#### [Objetivo do exercício]
Transcreva a crítica do filme desde "Desde ‘Match Point’, estendeu" até "delitos financeiros vários.", inclusive, substituindo "marido" por "companheiro".

#### [Excerto do documento]
Desde ‘Match Point’, estendeu essa crítica social além fronteiras dos Estados Unidos, tocando, de forma nada condescendente e quase sempre no seu limite, características essenciais de modos de ser europeus, com incursões a Londres, Barcelona, Paris, Roma... Na maioria das vezes,

Estamos agora de regresso à América, e Jasmine, orfã, é uma mulher de origem simples que fabricou cuidadosamente o seu nome, a sua imagem e o seu elevado estatuto social com sucesso. Até ao dia em que o marido, um homem nada escrupuloso de negócios maioritariamente ilícitos, é preso por delitos financeiros vários.

Despojada de tudo o que tinha e psicologicamente debilitada, não resta a Jasmine senão partir para São Francisco e recorrer ao apoio da irmã, Ginger. A diferença entre ambas é abismal, com Ginger satisfeita com o modo simples como sempre encarou a vida e por momentos a relação entre ambas parece augurar uma benéfica influência mútua. No limite, é a opção de vida de cada uma que determina se esse vislumbre de transformação se torna ou não realidade...

Dois significativos retratos psicológicos de uma sociedade contemporânea real, não limitada ao contexto americano em que formalmente se inscreve, dolorosamente real no caso de Jasmine e magnificamente interpretado por Cate Blanchett, põem a crú diferentes modos e perspetivas de vida.

#### [Material]
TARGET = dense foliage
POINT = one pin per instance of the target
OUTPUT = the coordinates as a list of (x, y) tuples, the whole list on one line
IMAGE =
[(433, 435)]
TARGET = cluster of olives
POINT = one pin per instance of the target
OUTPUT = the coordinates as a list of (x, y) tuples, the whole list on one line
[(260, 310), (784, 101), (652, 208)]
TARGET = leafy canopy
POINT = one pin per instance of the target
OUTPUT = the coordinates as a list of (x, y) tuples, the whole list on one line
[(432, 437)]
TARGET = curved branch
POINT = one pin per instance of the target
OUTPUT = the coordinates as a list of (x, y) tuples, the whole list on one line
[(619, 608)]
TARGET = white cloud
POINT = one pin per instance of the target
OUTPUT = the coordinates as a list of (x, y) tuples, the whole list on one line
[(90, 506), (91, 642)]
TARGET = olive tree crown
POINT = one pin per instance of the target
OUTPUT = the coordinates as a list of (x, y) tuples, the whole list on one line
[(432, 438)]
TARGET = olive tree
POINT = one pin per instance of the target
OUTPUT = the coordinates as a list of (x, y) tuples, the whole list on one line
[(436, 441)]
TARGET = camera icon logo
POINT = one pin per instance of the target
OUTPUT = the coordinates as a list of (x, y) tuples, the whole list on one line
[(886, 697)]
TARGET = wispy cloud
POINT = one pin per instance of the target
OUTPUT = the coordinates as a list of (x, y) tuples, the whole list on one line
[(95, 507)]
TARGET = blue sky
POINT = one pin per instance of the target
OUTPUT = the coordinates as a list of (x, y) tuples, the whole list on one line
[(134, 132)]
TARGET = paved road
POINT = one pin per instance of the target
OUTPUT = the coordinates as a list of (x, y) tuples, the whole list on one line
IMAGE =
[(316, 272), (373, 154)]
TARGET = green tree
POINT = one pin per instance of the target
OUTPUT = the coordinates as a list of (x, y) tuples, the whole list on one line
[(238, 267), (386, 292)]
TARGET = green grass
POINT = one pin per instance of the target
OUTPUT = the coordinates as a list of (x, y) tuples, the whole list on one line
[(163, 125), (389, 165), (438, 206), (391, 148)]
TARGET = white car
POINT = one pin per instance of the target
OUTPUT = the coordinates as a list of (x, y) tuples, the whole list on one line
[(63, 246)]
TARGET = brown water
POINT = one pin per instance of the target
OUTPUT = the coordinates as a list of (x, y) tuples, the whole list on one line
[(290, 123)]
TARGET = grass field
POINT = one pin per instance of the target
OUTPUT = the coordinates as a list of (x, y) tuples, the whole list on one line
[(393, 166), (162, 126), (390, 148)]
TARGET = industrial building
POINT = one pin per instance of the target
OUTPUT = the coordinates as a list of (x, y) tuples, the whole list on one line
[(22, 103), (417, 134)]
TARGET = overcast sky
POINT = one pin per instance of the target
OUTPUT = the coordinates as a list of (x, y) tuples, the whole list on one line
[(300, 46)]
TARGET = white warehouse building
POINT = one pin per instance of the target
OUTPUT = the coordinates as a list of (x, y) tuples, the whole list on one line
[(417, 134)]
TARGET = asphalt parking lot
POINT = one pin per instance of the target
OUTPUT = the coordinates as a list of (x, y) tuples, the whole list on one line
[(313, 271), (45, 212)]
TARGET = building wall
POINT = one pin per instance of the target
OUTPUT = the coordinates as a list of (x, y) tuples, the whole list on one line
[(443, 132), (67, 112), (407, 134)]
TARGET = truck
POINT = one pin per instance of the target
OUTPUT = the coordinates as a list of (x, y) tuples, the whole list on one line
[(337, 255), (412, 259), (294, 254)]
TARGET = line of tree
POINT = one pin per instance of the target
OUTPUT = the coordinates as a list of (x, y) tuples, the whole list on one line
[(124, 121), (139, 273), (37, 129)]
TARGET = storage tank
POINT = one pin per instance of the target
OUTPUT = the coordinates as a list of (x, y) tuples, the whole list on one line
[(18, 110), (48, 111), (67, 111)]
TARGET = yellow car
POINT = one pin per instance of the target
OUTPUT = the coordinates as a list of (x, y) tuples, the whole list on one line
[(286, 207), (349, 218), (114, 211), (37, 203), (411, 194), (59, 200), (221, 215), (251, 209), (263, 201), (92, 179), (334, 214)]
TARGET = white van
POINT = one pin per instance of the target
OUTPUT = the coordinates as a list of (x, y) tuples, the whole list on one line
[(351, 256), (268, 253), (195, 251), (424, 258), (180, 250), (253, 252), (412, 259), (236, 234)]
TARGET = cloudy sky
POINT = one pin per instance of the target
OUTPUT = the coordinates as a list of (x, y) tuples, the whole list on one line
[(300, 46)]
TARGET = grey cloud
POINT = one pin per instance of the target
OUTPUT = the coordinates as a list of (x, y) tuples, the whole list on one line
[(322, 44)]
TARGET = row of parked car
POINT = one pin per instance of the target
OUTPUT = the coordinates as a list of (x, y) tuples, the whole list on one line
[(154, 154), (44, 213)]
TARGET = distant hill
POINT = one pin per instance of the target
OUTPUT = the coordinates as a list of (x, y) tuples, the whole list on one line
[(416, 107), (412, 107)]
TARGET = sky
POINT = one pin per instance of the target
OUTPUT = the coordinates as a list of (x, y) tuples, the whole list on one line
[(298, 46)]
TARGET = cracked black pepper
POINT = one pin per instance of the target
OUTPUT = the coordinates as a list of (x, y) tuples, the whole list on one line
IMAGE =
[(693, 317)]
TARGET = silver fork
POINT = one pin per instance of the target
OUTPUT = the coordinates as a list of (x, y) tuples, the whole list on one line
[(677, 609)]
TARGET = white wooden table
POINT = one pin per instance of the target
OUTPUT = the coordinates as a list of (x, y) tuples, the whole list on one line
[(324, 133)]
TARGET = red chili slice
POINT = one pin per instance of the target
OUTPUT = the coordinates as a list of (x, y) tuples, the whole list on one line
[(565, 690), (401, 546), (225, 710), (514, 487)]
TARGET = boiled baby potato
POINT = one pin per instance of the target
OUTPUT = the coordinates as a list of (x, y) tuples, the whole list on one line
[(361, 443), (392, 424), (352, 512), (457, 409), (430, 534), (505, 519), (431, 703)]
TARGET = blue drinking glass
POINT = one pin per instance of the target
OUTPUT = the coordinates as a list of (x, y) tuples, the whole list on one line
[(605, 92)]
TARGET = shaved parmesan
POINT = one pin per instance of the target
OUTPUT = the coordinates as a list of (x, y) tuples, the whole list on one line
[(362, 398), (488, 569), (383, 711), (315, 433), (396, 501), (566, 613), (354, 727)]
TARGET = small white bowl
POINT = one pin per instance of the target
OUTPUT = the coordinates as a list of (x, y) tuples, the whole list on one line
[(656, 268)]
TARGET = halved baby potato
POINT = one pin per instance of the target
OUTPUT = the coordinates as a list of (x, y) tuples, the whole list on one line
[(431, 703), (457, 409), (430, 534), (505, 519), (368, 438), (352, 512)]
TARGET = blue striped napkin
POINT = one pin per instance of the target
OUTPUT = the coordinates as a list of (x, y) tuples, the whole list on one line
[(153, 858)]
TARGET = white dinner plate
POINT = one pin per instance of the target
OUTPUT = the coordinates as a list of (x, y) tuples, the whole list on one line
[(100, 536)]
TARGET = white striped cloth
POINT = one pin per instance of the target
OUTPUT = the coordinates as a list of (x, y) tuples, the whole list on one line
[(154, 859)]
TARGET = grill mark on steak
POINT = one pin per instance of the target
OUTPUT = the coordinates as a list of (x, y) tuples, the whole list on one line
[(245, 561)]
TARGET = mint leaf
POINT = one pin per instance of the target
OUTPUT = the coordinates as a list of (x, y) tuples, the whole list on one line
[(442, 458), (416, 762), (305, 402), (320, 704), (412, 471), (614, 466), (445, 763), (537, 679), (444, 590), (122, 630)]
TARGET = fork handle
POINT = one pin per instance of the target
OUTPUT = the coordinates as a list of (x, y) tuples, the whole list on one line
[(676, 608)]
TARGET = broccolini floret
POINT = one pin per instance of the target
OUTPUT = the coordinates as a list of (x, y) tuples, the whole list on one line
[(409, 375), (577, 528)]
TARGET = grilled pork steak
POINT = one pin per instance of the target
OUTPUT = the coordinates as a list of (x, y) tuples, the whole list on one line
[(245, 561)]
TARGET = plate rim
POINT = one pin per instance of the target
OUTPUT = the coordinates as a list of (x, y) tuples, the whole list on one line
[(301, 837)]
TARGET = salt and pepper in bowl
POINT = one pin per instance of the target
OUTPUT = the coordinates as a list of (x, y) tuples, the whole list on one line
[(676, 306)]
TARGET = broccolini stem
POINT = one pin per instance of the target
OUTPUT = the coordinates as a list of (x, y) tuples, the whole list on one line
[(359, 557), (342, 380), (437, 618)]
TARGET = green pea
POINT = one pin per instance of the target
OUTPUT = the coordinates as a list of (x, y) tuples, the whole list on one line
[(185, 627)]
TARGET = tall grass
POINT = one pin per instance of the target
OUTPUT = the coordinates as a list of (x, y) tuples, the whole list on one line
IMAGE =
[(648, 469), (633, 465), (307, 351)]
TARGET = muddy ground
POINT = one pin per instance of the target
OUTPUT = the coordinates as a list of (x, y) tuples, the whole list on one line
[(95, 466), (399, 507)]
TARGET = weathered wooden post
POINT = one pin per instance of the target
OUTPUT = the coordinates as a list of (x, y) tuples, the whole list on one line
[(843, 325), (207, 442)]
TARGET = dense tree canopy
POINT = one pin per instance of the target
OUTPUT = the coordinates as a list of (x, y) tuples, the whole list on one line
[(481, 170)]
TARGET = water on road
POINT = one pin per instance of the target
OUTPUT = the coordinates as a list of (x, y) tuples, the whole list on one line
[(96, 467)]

#### [Resposta abaixo]
Desde ‘Match Point’, estendeu essa crítica social além fronteiras dos Estados Unidos, tocando, de forma nada condescendente e quase sempre no seu limite, características essenciais de modos de ser europeus, com incursões a Londres, Barcelona, Paris, Roma... Na maioria das vezes,

Estamos agora de regresso à América, e Jasmine, orfã, é uma mulher de origem simples que fabricou cuidadosamente o seu nome, a sua imagem e o seu elevado estatuto social com sucesso. Até ao dia em que o companheiro, um homem nada escrupuloso de negócios maioritariamente ilícitos, é preso por delitos financeiros vários.